▶ Job: Pull out every line in the material below that contains the string "target", and copy each of those lines.

▶ Dataset content:
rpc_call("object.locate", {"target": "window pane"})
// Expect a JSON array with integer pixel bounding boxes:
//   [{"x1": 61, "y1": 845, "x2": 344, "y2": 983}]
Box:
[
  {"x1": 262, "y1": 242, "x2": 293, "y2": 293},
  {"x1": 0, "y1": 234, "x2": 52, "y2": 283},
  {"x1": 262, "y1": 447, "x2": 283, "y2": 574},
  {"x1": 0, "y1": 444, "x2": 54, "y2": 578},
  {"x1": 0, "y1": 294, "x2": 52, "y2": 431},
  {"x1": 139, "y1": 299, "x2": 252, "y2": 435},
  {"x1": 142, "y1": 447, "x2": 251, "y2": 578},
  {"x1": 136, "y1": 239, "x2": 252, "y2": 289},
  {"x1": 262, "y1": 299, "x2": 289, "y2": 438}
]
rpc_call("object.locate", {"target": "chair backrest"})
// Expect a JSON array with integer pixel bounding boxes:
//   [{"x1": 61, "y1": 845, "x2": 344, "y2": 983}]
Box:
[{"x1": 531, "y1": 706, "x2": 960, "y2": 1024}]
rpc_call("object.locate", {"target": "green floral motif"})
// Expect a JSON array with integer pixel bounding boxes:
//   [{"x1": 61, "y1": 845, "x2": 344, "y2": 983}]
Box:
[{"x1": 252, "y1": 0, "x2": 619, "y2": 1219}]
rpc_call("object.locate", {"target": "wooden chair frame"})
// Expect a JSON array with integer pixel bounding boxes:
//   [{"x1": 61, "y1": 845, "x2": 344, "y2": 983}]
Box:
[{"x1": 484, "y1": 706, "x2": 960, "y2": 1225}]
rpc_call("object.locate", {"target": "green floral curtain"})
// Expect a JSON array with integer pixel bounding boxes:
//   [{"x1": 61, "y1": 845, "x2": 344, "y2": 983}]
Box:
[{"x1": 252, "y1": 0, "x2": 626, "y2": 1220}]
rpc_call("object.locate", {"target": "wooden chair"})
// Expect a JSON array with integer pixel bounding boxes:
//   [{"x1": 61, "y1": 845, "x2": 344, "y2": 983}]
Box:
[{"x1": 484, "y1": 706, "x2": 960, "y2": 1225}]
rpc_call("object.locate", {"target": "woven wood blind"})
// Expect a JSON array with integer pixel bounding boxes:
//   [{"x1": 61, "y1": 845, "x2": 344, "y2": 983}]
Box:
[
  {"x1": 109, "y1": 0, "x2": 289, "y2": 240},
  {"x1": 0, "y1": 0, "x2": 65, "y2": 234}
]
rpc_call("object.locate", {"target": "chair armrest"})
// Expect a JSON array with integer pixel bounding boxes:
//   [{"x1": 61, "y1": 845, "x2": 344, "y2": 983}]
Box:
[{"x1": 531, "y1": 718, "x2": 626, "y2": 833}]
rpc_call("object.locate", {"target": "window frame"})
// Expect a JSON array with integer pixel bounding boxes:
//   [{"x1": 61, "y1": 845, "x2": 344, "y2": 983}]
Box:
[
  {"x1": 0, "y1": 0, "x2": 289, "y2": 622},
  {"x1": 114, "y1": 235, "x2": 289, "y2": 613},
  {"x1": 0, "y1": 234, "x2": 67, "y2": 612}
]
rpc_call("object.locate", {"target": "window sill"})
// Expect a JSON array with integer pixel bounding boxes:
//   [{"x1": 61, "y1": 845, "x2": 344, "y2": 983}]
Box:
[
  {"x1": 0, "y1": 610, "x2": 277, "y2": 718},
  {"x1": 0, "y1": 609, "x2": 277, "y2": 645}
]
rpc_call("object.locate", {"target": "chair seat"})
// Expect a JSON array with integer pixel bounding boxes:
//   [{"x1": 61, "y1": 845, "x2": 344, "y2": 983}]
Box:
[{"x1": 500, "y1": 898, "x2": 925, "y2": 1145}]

▶ Answer to the task:
rpc_call("object.locate", {"target": "window pane"})
rpc_call("object.locate", {"target": "chair backrest"})
rpc_call("object.locate", {"target": "green floral motif"})
rpc_call("object.locate", {"target": "wooden chair frame"})
rpc_call("object.locate", {"target": "green floral curtain"})
rpc_call("object.locate", {"target": "wooden chair"})
rpc_call("object.locate", {"target": "woven wood blind"})
rpc_call("object.locate", {"target": "chair armrest"})
rpc_call("object.locate", {"target": "window frame"})
rpc_call("object.locate", {"target": "window sill"})
rpc_call("object.locate", {"target": "chair seat"})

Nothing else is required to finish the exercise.